Input:
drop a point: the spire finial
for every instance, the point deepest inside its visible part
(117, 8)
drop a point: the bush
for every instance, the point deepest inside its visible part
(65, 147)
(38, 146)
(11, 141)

Do this: Reproduce every line of the records above, character for character.

Solution to the exercise:
drop a point: the spire finial
for every instance, the point deepest inside its visible part
(117, 8)
drop a point: the bush
for every instance, the point deepest inside its visible part
(65, 147)
(38, 146)
(11, 141)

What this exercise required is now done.